**Instruction**
Beginning with the line where "Where can the green" appears, restate the lines word for word through the last one in the listing.

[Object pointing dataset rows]
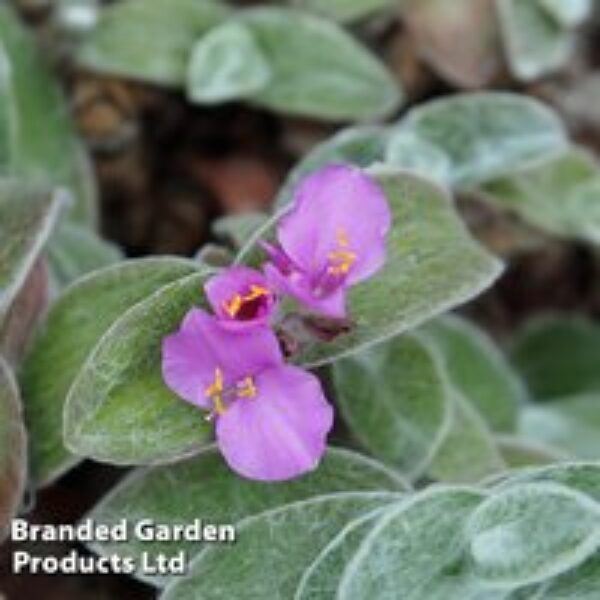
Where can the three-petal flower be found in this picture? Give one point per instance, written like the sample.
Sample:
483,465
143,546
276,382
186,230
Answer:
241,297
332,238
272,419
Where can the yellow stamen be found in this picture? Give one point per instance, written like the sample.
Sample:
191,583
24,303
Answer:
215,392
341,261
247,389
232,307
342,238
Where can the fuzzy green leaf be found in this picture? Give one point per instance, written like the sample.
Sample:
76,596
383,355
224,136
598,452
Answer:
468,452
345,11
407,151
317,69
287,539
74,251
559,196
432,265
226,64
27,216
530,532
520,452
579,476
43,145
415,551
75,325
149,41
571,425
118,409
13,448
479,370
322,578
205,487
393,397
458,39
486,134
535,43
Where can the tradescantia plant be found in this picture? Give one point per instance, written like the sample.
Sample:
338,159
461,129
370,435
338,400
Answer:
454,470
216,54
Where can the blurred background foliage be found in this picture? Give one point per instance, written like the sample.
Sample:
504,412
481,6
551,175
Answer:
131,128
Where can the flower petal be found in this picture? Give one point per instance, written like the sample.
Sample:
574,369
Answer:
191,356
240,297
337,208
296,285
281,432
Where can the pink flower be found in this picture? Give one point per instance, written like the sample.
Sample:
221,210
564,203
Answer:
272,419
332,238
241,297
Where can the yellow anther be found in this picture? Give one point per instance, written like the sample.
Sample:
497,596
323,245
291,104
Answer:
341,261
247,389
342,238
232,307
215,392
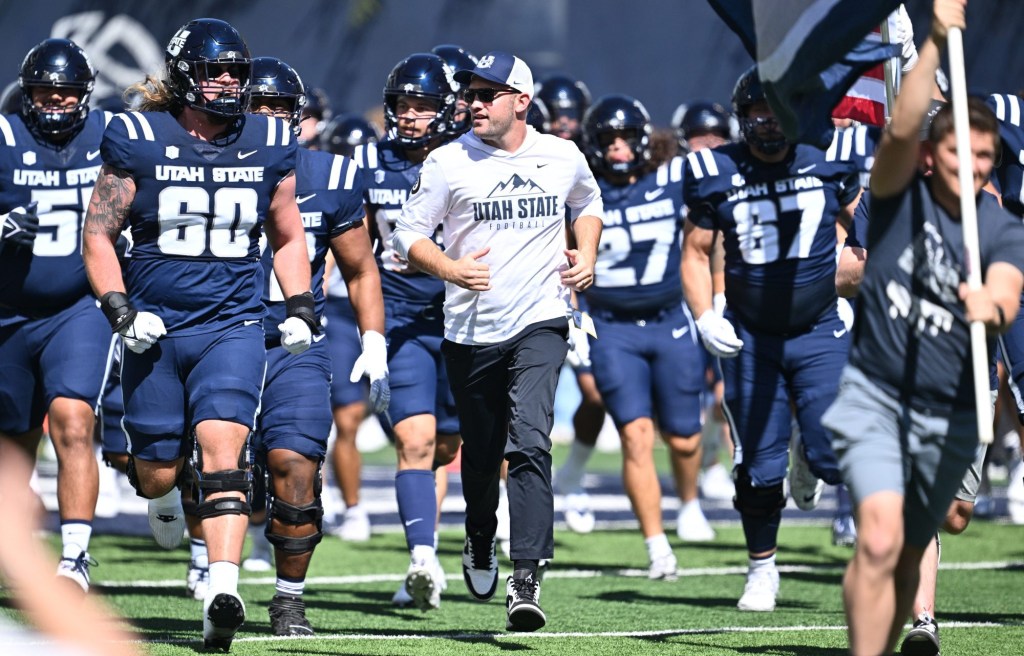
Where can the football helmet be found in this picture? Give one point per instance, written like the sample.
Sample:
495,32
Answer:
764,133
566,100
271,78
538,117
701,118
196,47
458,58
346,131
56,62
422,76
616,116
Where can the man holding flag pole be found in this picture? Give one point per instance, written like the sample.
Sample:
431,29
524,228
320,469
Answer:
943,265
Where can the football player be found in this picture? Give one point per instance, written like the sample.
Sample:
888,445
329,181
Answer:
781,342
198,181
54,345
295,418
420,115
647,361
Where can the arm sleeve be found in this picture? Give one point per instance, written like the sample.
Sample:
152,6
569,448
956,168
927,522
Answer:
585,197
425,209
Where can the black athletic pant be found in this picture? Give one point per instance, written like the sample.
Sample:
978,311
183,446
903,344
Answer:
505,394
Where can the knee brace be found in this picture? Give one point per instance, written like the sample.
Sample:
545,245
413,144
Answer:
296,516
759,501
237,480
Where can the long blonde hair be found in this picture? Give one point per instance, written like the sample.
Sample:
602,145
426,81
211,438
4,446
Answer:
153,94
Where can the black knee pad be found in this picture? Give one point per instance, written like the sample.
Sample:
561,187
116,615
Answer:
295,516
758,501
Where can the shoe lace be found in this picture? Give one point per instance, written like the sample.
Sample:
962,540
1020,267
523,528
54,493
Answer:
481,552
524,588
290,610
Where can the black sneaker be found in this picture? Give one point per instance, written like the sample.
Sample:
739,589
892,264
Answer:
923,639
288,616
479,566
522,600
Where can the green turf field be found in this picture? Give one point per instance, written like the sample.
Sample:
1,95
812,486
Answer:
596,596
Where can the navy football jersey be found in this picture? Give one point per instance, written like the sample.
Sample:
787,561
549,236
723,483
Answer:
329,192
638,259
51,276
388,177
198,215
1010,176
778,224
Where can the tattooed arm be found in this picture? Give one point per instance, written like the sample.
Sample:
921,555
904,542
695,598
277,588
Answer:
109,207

**Written response**
Where can the green turf field be found in this picture? Give one point per instance, written like the sample.
Sample:
1,95
812,486
Answer:
596,596
Where can the navy football jersey be found in this picture? Give one point per instance, written like the sample.
Sample:
787,561
549,236
723,483
Answer:
329,192
638,259
51,276
388,177
198,215
1010,176
778,224
Where can the tattooed arm be found in this picture? Give one point per instance, written like the sample.
Sample:
921,555
904,542
695,598
277,588
Answer:
109,207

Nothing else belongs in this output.